### Required tasks
**A)** In the passage on entity groups, why are group names used instead of naming the individual members? Answer in one to three sentences.
**B)** Write out the stretch of the passage on entity groups from "1. All the members" through "characteristics, and attributes).".

>> START Reading text

It is easier to view these smaller groups of the larger population by   group name than it is by naming the individuals which comprise the  group.   Group names are used because although each member of the group  is different and uniquely identifiable, the group's members are  similarly described, act the same way, or are used for the same   purpose.  The group names tend to reflect these actions or usages.    The group name is in many cases identical to the characteristic used  to distinguish the members of the group.

The more general the statement of purpose, the description of the   actions or usage, or the characteristic, the more members the group  will contain.

Conversely, as these statements of purpose, description of action or   usage become more and more restrictive, the narrower the group becomes  and the smaller the number of potential members.

Similarly, in the data model, as the definition of the characteristics   becomes more and more general the group which can be included under  that definition becomes larger.  The more specific the characteristic  definition or the more extensive the list of characteristics, the   smaller the group that can be constructed.

Types, Subtypes and Groups

 In many data modeling texts the terms type and subtype are used.  A  type is a group.   There are broadly defined groups and narrowly  defined groups.   If a type is a broad group, than a subtype is a  narrow group within the broad group.  However both broad and narrow  groups, groups and subgroups, types and subtypes are all still groups

Each group, broad or narrow, large or small, has some number of   entities which have a set of characteristics in common.   The  characteristics may be very general or inclusive, or very specific or  exclusive, or some combination of both.

Each entity of any given group may have many characteristics but only   share some in common with other members of the group.  The number of   potential groups which can be formed is determined by the number of  identifiable characteristics, the number of characteristics selected,  and the number of meaningful combinations of characteristics for each  number selected.

Entity Families

 In the real world entity model and in the data entity model, we  attempt to use the most general, yet most meaningful, classification  or categorization possible.  These broad classifications of entities  are called families.   A real world entity family (figure 9-3)   represents a general class or group consisting of all members who  share some minimum set of characteristics in common.  A data entity  family represents a general class of highly intra-related data about:

  1. All the members of the family,
  2. Each characteristic which distinguishes each group of members from each other group of members at each level of categorization
  3. The progression from general to specific, of the characteristic sequence or string for each of the lowest level groups (those with the most characteristics needed to distinguish them from all their siblings and cousins).
  4. The attributes about the members of the group, over and above the characteristics used to form the group (remembering the inheritance of characteristics, and attributes).

In developing entity models, we seek to identify the broad real world   entity groups (or families) that populate the internal and external  environment of the business (figure 9-4).  Some of the entities will  concern us and some will not.  They all have one thing in common, they  were derived   ultimately from the statements of mission, goals, objectives, etc.,  which were used to define the strategic and tactical direction of the   company and its business processing rules and determinants.

>> END Reading text
>> START Data section

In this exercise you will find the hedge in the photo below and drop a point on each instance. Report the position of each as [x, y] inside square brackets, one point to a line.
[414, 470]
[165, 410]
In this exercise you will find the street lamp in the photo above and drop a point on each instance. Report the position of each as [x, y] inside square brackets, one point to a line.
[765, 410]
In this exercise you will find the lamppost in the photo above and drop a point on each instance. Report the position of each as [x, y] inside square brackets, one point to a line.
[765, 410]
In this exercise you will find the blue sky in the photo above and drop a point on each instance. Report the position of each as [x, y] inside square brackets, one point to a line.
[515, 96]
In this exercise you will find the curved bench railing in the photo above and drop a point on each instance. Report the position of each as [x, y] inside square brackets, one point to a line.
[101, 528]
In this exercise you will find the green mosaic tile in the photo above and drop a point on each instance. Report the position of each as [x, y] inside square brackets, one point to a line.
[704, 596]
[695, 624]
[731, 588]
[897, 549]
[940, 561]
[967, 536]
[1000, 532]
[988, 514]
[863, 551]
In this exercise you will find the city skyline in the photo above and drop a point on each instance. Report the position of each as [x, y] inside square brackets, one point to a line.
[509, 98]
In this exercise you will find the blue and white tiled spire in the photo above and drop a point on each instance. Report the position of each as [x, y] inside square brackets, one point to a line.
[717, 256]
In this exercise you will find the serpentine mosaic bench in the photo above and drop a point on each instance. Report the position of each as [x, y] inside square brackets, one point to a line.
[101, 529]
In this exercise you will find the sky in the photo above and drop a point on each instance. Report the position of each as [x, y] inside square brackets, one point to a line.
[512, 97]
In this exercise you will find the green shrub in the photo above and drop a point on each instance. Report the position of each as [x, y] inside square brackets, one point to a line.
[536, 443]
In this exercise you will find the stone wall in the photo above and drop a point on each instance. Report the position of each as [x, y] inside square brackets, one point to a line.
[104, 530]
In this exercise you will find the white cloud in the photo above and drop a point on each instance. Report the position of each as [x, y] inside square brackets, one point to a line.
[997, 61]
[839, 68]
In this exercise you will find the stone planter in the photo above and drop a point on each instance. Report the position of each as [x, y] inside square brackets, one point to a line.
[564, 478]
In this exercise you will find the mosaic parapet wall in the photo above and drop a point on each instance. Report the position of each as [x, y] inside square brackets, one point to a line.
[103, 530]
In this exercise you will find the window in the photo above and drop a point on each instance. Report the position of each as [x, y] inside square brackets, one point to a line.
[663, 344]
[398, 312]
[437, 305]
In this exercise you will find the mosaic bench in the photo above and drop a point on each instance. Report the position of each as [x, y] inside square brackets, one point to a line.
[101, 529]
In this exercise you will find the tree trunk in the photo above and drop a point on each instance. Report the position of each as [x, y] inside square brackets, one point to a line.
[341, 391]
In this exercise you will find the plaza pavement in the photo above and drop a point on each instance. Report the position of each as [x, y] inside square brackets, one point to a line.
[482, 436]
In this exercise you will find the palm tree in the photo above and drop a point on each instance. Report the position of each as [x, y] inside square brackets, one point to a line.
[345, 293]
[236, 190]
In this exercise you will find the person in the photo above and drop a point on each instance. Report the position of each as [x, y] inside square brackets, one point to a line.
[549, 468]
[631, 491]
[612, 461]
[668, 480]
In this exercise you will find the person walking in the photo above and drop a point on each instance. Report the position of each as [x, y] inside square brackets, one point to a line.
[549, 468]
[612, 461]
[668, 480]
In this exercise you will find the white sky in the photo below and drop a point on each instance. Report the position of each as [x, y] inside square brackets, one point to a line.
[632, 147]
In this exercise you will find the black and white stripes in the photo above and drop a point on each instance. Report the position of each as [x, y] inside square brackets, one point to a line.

>> END Data section

### Expected answers
**A)** Group names are used because each member of a group is different and uniquely identifiable, yet the members are similarly described, act the same way, or are used for the same purpose. The group names tend to reflect these actions or usages.

**B)**
1. All the members of the family,
  2. Each characteristic which distinguishes each group of members from each other group of members at each level of categorization
  3. The progression from general to specific, of the characteristic sequence or string for each of the lowest level groups (those with the most characteristics needed to distinguish them from all their siblings and cousins).
  4. The attributes about the members of the group, over and above the characteristics used to form the group (remembering the inheritance of characteristics, and attributes).